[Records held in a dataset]

========

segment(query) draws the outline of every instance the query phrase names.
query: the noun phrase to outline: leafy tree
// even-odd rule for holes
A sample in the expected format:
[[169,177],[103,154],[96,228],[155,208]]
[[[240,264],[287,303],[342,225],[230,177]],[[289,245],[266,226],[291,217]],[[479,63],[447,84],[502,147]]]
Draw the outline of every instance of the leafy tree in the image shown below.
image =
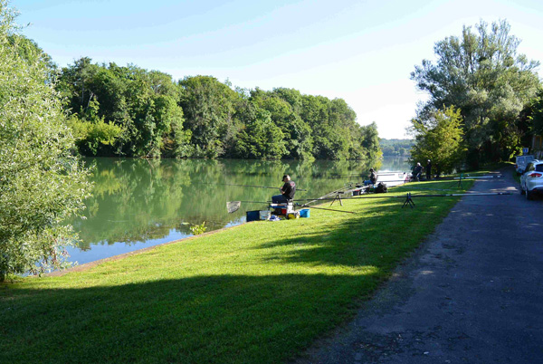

========

→ **What the task asks**
Return every line above verbatim, omitting the picture.

→ **Response to this task**
segment(query) draws the outline of every instance the query phrase names.
query: the noun phrase to outline: leafy tree
// even-odd rule for holes
A sample in the expected format:
[[169,177],[103,154],[96,228],[155,208]]
[[[240,264],[287,303],[342,225],[230,177]],[[289,245],[266,226],[291,217]],[[479,63],[447,84],[502,147]]]
Draw the outline of every instance of the leafy tree in the image shown below.
image =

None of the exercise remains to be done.